YOUR GOAL: Count the lines below that contain the string "pillar". How many are there? Reply with the number alone.
:: MATERIAL PROVIDED ::
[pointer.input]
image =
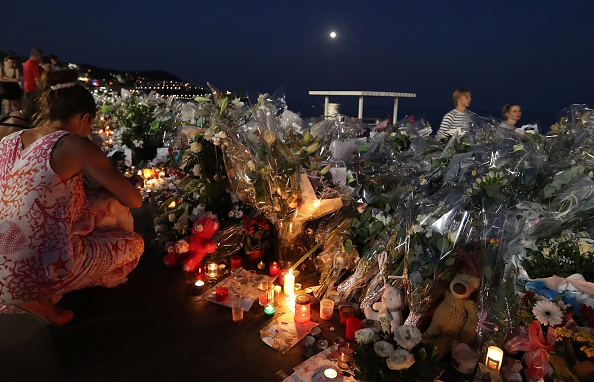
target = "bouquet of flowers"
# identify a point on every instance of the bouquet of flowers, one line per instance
(257, 232)
(399, 357)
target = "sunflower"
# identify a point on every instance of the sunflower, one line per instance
(547, 313)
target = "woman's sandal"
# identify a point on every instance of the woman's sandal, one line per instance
(47, 315)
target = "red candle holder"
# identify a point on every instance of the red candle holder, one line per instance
(221, 294)
(353, 324)
(235, 261)
(274, 268)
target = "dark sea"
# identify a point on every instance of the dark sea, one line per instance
(374, 110)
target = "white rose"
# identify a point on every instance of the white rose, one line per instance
(400, 359)
(383, 348)
(407, 336)
(365, 335)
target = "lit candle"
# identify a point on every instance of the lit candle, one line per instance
(494, 358)
(326, 309)
(330, 373)
(289, 283)
(269, 309)
(274, 268)
(302, 308)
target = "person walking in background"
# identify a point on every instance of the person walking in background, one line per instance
(57, 237)
(54, 60)
(9, 82)
(31, 72)
(511, 115)
(46, 64)
(456, 120)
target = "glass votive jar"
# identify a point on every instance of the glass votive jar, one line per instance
(353, 324)
(273, 268)
(302, 308)
(345, 311)
(235, 261)
(221, 294)
(212, 270)
(265, 292)
(326, 309)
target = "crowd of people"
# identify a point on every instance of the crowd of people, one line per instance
(57, 236)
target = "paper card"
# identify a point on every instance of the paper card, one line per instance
(283, 333)
(312, 370)
(244, 286)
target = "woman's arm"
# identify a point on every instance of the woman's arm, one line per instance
(73, 154)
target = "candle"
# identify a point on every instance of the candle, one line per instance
(494, 358)
(345, 312)
(353, 324)
(274, 268)
(235, 262)
(212, 270)
(289, 283)
(269, 309)
(265, 293)
(326, 309)
(302, 308)
(330, 373)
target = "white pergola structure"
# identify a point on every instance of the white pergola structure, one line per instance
(361, 94)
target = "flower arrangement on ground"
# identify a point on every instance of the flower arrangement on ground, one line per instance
(398, 356)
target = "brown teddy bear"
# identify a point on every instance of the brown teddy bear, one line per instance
(455, 318)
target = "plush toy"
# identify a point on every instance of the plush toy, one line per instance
(192, 250)
(387, 311)
(455, 318)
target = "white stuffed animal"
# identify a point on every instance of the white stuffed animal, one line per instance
(387, 311)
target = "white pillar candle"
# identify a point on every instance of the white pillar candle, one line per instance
(289, 283)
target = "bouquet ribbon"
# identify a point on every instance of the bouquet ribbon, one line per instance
(536, 344)
(487, 325)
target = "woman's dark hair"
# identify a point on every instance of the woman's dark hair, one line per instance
(60, 97)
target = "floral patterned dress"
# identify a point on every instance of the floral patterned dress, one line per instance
(53, 237)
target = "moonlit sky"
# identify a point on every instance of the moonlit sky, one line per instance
(539, 54)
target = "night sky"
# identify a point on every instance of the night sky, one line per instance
(539, 54)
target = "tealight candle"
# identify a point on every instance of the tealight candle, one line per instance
(274, 268)
(302, 308)
(289, 283)
(269, 309)
(494, 358)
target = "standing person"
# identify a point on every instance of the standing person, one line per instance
(55, 239)
(46, 64)
(11, 90)
(54, 60)
(511, 115)
(457, 119)
(31, 72)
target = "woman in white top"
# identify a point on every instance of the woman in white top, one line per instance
(512, 113)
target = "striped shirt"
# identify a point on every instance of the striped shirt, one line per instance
(454, 121)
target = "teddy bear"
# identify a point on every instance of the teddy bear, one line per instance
(455, 318)
(387, 311)
(191, 251)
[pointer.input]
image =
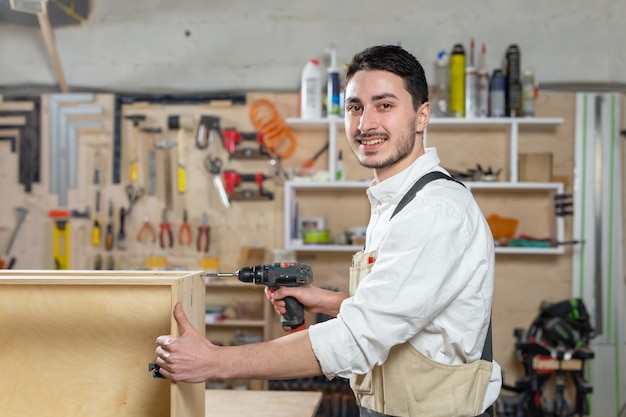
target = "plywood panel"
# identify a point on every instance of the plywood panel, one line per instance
(81, 346)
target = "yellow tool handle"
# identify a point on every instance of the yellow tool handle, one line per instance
(96, 233)
(62, 244)
(134, 171)
(182, 179)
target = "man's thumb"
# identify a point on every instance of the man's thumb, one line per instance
(184, 324)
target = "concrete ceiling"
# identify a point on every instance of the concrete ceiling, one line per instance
(60, 13)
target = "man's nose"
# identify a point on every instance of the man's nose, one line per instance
(368, 120)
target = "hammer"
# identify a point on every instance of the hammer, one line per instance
(21, 214)
(181, 123)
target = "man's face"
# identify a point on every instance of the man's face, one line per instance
(381, 124)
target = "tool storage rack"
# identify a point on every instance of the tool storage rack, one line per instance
(500, 142)
(80, 342)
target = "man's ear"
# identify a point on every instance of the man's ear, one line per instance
(423, 117)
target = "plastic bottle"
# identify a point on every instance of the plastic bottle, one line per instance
(528, 93)
(513, 81)
(333, 84)
(483, 85)
(441, 87)
(457, 81)
(311, 91)
(340, 174)
(471, 86)
(497, 94)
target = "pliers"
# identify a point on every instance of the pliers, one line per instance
(184, 234)
(204, 230)
(146, 228)
(165, 236)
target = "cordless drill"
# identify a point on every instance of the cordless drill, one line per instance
(274, 276)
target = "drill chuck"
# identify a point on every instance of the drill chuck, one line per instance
(281, 274)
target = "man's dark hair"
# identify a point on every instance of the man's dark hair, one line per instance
(398, 61)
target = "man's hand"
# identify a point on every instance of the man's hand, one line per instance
(314, 299)
(185, 358)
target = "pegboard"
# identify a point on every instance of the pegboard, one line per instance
(97, 156)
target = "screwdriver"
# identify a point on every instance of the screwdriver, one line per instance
(108, 240)
(274, 276)
(96, 230)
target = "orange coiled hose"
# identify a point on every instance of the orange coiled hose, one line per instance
(277, 137)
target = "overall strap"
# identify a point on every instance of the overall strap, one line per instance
(408, 197)
(419, 184)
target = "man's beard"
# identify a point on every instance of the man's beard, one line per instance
(405, 145)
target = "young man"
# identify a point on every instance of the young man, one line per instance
(412, 331)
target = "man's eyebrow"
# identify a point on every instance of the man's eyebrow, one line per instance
(383, 96)
(376, 97)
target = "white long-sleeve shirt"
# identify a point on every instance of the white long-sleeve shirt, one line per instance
(431, 284)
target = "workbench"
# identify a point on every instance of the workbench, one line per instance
(243, 403)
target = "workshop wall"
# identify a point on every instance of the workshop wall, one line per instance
(194, 45)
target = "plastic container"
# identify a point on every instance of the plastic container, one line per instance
(514, 82)
(457, 81)
(311, 91)
(333, 86)
(441, 85)
(528, 93)
(497, 93)
(340, 174)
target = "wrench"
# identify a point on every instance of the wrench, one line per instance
(21, 214)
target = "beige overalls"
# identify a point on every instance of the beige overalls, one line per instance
(410, 384)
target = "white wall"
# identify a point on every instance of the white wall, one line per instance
(141, 45)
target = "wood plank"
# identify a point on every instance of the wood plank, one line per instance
(243, 403)
(79, 342)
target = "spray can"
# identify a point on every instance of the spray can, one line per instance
(528, 93)
(497, 94)
(471, 86)
(483, 85)
(457, 81)
(311, 91)
(441, 87)
(333, 85)
(513, 82)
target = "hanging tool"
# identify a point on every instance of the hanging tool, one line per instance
(121, 234)
(232, 138)
(232, 179)
(184, 233)
(133, 192)
(309, 162)
(21, 215)
(214, 167)
(165, 235)
(152, 132)
(146, 228)
(134, 145)
(204, 234)
(61, 236)
(279, 140)
(166, 145)
(208, 127)
(182, 124)
(274, 276)
(96, 230)
(86, 214)
(108, 239)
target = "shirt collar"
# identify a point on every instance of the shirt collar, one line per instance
(400, 183)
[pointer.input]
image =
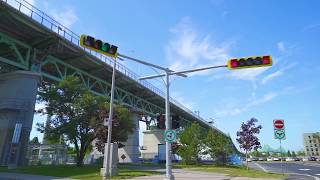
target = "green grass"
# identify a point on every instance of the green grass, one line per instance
(233, 171)
(85, 172)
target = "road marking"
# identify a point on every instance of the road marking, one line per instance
(304, 169)
(315, 177)
(261, 167)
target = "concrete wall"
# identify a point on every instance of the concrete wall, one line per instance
(131, 149)
(151, 139)
(17, 100)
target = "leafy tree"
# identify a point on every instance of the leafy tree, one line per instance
(34, 140)
(301, 153)
(218, 146)
(190, 144)
(247, 136)
(76, 114)
(256, 153)
(293, 153)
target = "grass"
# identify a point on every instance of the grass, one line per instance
(233, 171)
(85, 172)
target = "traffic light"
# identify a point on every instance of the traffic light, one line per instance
(99, 46)
(250, 62)
(175, 122)
(161, 121)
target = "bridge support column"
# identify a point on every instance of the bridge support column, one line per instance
(151, 140)
(131, 150)
(18, 92)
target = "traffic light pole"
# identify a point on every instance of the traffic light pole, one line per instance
(169, 175)
(107, 164)
(168, 72)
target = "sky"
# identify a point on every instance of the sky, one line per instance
(185, 34)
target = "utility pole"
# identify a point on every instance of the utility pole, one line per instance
(107, 164)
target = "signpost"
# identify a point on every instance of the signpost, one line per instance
(170, 136)
(279, 133)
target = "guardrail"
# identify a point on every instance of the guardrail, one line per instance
(47, 21)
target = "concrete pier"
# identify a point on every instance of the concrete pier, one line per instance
(18, 92)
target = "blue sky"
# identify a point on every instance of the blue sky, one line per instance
(186, 34)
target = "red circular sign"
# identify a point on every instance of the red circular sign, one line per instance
(278, 124)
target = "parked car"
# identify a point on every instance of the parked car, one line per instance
(312, 158)
(276, 159)
(289, 159)
(262, 159)
(297, 159)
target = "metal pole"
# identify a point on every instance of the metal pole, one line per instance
(108, 164)
(281, 157)
(169, 175)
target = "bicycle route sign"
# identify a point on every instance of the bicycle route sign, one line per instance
(170, 136)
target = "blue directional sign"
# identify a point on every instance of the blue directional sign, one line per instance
(170, 136)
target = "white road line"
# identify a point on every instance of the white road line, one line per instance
(316, 178)
(261, 167)
(304, 169)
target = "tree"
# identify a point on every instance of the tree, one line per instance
(247, 138)
(218, 146)
(293, 154)
(76, 114)
(301, 153)
(191, 144)
(35, 140)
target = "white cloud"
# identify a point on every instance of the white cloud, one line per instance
(234, 110)
(271, 76)
(67, 17)
(276, 74)
(281, 47)
(231, 111)
(181, 99)
(188, 49)
(310, 27)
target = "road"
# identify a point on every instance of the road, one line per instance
(309, 170)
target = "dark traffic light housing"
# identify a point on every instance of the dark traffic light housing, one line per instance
(250, 62)
(99, 46)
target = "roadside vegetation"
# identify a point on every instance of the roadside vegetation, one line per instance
(84, 172)
(232, 171)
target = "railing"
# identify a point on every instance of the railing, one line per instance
(47, 21)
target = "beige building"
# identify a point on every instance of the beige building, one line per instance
(311, 143)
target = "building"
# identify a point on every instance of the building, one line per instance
(311, 143)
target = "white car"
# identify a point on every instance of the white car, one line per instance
(269, 159)
(289, 159)
(276, 159)
(305, 159)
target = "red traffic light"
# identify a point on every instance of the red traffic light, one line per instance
(250, 62)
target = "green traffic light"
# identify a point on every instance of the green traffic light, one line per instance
(105, 47)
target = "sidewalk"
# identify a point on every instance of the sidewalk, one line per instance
(181, 174)
(16, 176)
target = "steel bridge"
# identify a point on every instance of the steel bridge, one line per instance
(31, 40)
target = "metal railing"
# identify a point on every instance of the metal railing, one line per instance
(47, 21)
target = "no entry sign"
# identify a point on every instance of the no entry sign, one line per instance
(278, 124)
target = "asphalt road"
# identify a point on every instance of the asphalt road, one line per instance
(310, 170)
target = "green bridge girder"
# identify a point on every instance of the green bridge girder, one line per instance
(33, 41)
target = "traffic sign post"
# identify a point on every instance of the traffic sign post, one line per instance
(170, 136)
(279, 133)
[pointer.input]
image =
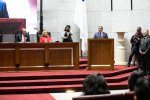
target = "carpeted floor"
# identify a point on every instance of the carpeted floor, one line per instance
(59, 81)
(26, 97)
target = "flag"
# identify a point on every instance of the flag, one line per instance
(80, 19)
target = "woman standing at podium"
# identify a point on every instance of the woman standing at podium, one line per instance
(67, 34)
(45, 38)
(100, 33)
(3, 10)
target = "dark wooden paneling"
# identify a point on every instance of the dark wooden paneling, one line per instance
(37, 56)
(100, 53)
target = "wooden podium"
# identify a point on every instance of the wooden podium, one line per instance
(39, 56)
(10, 26)
(100, 54)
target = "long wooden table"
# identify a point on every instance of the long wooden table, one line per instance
(38, 56)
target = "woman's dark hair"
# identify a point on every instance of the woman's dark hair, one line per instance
(66, 27)
(135, 75)
(142, 89)
(95, 84)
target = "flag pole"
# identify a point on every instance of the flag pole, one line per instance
(41, 16)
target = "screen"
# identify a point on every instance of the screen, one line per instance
(23, 9)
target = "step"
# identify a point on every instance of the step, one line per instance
(41, 82)
(60, 74)
(83, 66)
(55, 88)
(83, 61)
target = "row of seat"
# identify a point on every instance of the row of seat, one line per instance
(120, 96)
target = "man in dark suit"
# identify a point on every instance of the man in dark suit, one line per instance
(135, 41)
(100, 33)
(23, 36)
(3, 10)
(145, 52)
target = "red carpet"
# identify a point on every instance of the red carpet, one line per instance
(26, 97)
(59, 81)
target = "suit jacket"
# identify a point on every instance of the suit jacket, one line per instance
(145, 45)
(19, 37)
(103, 35)
(3, 10)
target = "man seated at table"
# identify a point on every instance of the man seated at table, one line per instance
(23, 36)
(100, 33)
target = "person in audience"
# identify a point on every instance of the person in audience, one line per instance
(145, 52)
(23, 36)
(1, 36)
(135, 75)
(95, 84)
(3, 9)
(67, 34)
(45, 38)
(100, 33)
(135, 42)
(142, 89)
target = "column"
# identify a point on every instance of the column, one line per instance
(121, 50)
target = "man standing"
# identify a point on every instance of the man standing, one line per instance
(3, 10)
(23, 36)
(135, 41)
(100, 33)
(144, 51)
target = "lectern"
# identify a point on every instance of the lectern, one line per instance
(100, 54)
(9, 26)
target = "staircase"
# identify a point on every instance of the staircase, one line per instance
(59, 81)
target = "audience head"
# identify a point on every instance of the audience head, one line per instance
(95, 84)
(44, 33)
(67, 28)
(135, 75)
(100, 29)
(139, 29)
(142, 89)
(24, 32)
(145, 32)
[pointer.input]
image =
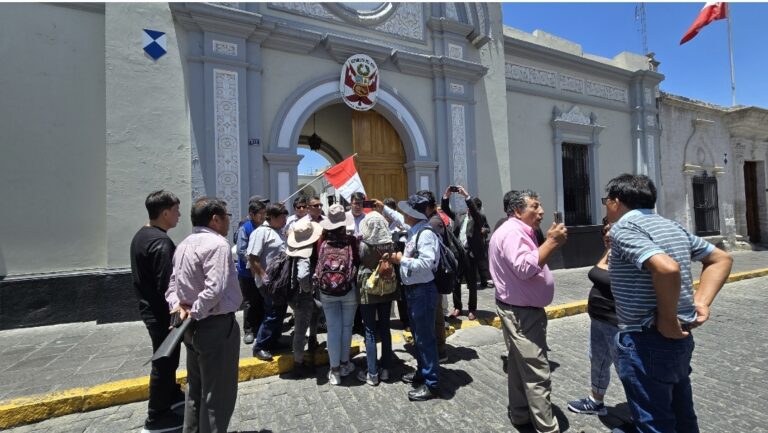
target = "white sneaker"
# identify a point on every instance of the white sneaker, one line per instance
(334, 378)
(347, 367)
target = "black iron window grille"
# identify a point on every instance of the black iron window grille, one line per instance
(577, 193)
(706, 210)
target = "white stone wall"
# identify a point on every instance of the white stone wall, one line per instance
(52, 168)
(493, 150)
(694, 139)
(148, 127)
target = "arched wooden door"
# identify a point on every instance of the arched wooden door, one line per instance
(380, 156)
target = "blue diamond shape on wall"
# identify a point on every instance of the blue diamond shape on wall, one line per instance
(154, 43)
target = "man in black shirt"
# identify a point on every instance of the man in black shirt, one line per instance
(151, 266)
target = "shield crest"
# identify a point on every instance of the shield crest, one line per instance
(359, 84)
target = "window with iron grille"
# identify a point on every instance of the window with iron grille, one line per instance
(705, 205)
(576, 185)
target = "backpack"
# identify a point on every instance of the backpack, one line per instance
:::
SOLUTION FOR THIS PROBLEM: 2